Task directions:
Reproduce the part of the listing that opens with the line containing "Could you please spot the cupboard" and continues through the end of the listing. Substitute "wine glass" for "drinking glass" and keep everything else the same.

(Part of a data file)
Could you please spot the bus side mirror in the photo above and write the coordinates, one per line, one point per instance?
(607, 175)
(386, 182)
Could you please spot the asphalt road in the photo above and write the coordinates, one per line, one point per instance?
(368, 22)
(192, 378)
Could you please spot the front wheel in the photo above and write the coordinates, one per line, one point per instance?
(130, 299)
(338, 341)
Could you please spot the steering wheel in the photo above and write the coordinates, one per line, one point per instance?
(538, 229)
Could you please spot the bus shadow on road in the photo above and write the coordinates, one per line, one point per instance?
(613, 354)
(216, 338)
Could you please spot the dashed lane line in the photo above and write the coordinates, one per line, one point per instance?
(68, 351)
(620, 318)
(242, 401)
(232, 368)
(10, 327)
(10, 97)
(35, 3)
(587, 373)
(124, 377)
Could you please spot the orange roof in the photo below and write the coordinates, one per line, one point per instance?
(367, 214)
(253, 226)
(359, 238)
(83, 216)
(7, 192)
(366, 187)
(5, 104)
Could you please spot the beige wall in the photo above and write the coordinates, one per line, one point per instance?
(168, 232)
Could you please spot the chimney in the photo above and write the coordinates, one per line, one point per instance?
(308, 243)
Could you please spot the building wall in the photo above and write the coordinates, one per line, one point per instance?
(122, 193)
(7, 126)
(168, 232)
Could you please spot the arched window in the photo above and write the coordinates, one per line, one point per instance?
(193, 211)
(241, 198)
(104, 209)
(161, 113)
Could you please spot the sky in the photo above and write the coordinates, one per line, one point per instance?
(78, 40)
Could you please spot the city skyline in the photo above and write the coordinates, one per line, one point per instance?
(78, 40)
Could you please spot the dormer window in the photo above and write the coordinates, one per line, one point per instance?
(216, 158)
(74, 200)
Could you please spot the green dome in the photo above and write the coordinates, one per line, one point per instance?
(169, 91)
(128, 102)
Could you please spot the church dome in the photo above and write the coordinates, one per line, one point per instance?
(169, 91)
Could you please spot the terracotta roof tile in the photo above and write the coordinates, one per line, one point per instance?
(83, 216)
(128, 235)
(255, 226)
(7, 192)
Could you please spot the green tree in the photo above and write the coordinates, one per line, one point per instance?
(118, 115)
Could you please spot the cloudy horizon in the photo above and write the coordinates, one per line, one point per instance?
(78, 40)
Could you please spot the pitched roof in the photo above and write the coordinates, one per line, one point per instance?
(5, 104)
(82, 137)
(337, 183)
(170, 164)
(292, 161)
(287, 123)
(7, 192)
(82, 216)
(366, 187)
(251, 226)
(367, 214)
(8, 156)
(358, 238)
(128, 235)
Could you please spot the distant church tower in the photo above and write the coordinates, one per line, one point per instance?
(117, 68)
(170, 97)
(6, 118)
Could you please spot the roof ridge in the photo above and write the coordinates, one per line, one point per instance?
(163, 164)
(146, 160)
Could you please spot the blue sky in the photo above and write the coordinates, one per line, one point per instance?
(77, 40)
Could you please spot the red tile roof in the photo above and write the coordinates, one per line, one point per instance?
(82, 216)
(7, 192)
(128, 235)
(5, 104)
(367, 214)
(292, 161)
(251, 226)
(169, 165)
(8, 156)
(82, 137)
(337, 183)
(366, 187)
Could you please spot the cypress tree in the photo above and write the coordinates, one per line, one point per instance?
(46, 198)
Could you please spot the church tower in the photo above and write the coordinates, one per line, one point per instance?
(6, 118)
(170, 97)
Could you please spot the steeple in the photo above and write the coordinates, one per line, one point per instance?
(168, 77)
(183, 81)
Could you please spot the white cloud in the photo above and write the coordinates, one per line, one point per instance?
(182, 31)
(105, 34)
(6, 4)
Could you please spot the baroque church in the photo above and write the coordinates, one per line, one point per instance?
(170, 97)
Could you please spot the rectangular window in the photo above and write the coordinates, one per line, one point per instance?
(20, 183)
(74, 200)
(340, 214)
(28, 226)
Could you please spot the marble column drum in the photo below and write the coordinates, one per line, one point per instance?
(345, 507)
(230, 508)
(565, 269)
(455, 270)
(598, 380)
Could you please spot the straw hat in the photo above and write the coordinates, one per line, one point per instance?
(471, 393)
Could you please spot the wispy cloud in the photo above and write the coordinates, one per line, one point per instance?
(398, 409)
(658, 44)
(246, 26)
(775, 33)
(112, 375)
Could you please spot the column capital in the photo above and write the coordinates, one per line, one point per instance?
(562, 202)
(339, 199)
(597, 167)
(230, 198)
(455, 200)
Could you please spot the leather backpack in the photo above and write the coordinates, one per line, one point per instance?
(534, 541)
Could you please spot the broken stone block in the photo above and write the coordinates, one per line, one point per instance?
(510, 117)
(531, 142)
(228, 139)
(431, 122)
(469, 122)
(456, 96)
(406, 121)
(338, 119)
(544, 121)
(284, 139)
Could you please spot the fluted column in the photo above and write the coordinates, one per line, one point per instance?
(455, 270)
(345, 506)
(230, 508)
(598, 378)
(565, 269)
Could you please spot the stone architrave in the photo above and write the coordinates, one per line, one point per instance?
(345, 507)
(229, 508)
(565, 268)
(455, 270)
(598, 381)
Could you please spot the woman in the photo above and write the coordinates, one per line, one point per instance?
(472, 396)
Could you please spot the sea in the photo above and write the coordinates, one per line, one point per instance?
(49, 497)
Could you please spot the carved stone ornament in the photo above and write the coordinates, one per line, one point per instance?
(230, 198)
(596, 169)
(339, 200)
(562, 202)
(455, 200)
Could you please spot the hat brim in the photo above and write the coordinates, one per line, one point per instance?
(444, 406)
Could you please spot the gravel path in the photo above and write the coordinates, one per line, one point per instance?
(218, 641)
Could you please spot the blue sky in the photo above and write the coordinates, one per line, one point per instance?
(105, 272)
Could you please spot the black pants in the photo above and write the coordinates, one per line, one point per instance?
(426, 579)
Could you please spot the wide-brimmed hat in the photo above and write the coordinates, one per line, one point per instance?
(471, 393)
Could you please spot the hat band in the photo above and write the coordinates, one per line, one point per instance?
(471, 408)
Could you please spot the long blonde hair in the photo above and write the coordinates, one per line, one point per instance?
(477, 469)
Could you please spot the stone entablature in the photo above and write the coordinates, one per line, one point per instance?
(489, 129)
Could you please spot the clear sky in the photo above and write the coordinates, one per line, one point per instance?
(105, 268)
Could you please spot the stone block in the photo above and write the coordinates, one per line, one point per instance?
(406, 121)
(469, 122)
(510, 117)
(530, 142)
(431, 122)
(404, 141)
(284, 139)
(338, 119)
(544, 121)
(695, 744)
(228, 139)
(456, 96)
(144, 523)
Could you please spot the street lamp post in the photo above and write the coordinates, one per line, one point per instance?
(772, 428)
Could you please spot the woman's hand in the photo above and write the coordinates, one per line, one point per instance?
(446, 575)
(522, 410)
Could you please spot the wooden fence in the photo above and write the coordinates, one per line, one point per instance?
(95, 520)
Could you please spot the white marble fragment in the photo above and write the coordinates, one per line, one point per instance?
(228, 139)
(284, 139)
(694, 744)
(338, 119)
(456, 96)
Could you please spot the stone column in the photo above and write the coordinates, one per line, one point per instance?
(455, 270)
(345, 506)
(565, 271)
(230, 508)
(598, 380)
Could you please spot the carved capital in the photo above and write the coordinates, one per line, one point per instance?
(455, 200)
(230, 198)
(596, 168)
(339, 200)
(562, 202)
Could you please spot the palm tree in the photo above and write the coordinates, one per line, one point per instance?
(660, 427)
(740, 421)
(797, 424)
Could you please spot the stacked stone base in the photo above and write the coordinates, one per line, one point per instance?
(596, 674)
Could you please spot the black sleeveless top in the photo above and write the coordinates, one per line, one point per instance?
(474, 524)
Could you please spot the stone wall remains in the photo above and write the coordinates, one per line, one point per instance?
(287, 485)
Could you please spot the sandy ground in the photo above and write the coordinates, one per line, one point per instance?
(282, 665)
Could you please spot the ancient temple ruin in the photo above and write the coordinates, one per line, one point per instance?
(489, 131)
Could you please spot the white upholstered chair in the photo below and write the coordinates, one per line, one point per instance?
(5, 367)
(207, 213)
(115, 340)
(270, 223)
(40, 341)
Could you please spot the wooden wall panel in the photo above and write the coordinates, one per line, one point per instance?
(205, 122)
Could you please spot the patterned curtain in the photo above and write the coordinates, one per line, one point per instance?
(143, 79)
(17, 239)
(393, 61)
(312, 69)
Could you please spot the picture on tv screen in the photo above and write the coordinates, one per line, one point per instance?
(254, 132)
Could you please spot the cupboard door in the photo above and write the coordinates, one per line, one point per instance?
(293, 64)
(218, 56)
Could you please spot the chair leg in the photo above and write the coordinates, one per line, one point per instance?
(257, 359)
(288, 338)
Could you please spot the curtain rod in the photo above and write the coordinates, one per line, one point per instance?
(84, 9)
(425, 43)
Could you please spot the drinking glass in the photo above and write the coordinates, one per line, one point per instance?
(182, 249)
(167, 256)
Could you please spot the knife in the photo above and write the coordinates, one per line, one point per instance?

Correct response:
Could you please spot the cupboard door in the photo above and write the coordinates, one per line, one point per instance?
(293, 64)
(218, 56)
Could you please spot the chair leg in the photo above and write the coordinates, one per line, one point per instance?
(257, 359)
(288, 338)
Could you please spot the curtain rod in the photo above and write the coordinates, one per line, one point per instance?
(84, 9)
(425, 43)
Could you please spot the wine glass in the photo above and write the coordinates, one per line, one point per instance?
(182, 249)
(167, 256)
Could you please spot the knife in the photo above and write the coordinates, one per line, one point per instance?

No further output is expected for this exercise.